炭素や珪素などの“ありふれた元素”を用いても、ナノ粒子やナノチューブのように構造を精緻に制御すると、素晴らしい機能を実現できます。しかし社会を支えるには、小さなナノ材料を大規模に作る必要が有ります。ナノ材料が“なぜ”できるかを基礎的に理解し、応用にあわせて“どう”作るか自由に考え、良いモノを上手に作ることで、持続可能社会への貢献を目指しています。

希望の高品位結晶を自在に創りあげる先進晶析工学

平沢 泉 教授 (化学工学部門)

化学工学の単位操作の一つである結晶化工学の研究を展開しています。21世紀は、団体を創造する時代であり、高品質の結晶をナノ構造の視点から自在に創製することが求められます。そこで、装置内の基礎現象(核発生、結晶成長など)を土台にして、希望の結晶を創成するための操作法や環境に優しい分離プロセスの最適設計を目指しています。

エネルギーに貢献するマテリアルの創製

福永 明彦 教授(応用物理化学)

エネルギーは産業・社会を支える基盤です。持続的発展可能な社会の実現に向けて、再生可能エネルギーや省エネルギーの普及促進を可能とするマテリアルおよび、それを利用したデバイスの開発を目指しています。

ナノエレクトロケミストリーで新しいデバイス・システムを創る

本間 敬之 教授 (応用物理化学部門)

* [入力項目]:
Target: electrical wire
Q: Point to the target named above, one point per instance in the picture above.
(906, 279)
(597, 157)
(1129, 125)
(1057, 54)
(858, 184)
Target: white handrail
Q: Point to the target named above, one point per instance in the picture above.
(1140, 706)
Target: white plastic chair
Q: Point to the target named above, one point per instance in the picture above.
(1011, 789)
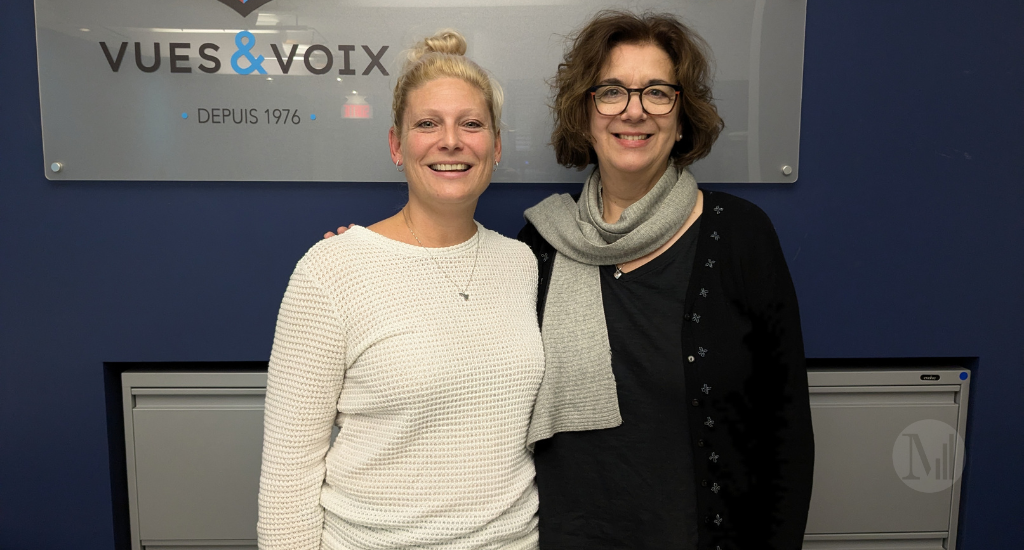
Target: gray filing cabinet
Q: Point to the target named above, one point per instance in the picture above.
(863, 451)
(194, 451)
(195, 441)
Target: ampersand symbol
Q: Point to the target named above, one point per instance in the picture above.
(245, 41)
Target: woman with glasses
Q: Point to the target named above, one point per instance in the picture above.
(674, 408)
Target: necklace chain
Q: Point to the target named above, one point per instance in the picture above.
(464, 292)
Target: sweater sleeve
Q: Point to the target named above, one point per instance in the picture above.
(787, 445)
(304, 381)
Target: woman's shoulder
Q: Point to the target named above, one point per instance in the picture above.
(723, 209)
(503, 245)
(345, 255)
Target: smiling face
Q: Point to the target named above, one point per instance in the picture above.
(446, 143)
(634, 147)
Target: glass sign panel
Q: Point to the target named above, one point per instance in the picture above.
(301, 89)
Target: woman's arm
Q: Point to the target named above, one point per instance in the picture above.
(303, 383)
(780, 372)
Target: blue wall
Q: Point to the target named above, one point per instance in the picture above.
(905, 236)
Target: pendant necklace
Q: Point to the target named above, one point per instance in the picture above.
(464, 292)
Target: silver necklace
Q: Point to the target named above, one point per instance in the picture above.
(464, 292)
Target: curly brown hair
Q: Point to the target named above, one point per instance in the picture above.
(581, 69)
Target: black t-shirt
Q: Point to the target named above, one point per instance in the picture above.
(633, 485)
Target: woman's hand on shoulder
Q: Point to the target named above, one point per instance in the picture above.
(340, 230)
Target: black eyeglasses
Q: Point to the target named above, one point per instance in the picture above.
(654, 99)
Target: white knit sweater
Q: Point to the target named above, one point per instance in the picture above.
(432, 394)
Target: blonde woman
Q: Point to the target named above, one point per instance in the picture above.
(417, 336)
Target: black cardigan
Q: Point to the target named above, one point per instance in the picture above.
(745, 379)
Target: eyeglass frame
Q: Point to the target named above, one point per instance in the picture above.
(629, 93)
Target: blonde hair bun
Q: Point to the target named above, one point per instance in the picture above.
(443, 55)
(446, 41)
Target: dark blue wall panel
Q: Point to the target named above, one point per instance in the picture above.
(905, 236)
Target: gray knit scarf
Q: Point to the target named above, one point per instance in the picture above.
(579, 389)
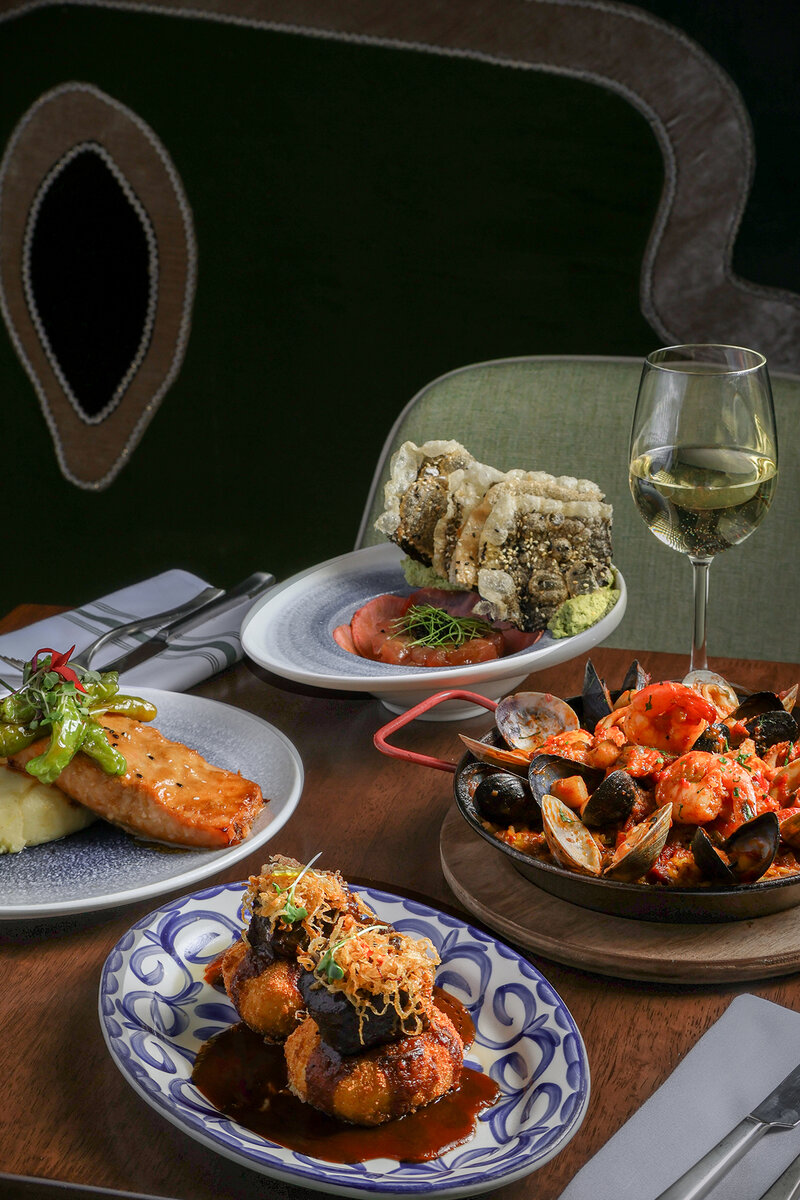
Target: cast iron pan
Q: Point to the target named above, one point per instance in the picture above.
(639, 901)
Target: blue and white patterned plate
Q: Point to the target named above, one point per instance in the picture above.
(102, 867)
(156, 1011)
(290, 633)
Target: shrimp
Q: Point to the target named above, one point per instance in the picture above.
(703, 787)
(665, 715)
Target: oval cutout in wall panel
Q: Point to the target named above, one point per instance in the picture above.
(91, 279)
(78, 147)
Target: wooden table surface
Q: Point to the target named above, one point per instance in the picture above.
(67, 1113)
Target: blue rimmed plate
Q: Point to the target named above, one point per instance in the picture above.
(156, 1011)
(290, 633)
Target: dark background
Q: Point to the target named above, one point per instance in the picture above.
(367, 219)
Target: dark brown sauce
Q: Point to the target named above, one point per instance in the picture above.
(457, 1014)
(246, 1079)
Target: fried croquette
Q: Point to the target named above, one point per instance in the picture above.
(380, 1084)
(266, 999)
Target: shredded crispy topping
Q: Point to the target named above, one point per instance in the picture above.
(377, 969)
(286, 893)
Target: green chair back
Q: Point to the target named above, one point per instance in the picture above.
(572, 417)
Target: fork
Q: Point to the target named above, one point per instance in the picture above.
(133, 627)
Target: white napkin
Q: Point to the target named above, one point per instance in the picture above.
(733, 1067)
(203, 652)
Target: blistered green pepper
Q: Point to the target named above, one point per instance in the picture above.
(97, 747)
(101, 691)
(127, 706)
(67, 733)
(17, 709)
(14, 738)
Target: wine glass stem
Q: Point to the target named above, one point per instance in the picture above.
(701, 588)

...

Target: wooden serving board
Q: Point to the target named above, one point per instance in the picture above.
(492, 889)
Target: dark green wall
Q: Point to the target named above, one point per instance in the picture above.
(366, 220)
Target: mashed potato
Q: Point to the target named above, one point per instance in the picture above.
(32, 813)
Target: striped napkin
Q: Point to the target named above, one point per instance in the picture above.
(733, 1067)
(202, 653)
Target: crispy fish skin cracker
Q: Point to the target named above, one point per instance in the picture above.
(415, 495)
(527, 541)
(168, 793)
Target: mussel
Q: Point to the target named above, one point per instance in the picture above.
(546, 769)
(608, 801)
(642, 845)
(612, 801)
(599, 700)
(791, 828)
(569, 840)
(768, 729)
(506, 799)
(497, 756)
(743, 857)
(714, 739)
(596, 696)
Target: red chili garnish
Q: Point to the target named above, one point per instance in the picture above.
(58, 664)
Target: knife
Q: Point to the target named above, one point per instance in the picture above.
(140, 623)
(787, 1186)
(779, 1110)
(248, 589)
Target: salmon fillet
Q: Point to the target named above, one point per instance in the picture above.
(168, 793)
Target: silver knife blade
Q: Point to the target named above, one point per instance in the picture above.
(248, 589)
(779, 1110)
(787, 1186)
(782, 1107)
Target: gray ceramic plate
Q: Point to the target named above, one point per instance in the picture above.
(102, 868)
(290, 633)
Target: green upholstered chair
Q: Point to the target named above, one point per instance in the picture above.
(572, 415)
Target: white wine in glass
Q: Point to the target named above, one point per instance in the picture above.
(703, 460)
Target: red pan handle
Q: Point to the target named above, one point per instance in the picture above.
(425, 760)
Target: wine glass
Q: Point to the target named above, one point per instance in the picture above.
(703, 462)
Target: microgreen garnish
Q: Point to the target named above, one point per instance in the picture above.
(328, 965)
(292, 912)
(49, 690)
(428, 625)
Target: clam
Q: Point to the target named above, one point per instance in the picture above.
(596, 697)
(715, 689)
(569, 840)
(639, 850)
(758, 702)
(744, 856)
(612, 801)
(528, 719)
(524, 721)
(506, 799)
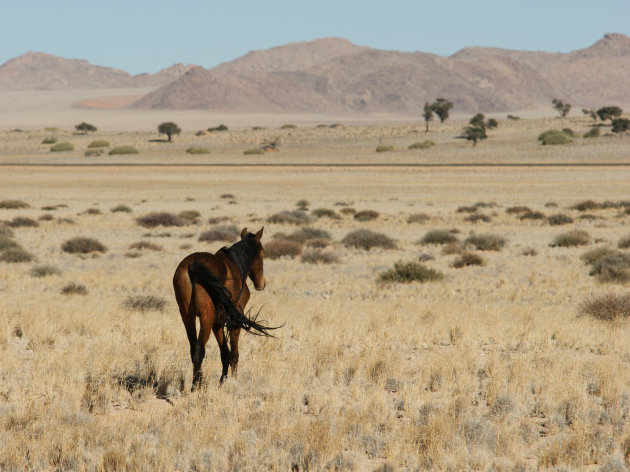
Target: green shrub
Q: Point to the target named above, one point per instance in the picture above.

* [課題内容]:
ページ抜粋のうち「平沢 泉 教授 (化学工学部門)」で始まり「イスの開発を目指しています。」で終わる部分を、一字も変えずに書き写すこと。 項目はページ抜粋の内容とは無関係である。

* [実行結果]:
平沢 泉 教授 (化学工学部門)

化学工学の単位操作の一つである結晶化工学の研究を展開しています。21世紀は、団体を創造する時代であり、高品質の結晶をナノ構造の視点から自在に創製することが求められます。そこで、装置内の基礎現象(核発生、結晶成長など)を土台にして、希望の結晶を創成するための操作法や環境に優しい分離プロセスの最適設計を目指しています。

エネルギーに貢献するマテリアルの創製

福永 明彦 教授(応用物理化学)

エネルギーは産業・社会を支える基盤です。持続的発展可能な社会の実現に向けて、再生可能エネルギーや省エネルギーの普及促進を可能とするマテリアルおよび、それを利用したデバイスの開発を目指しています。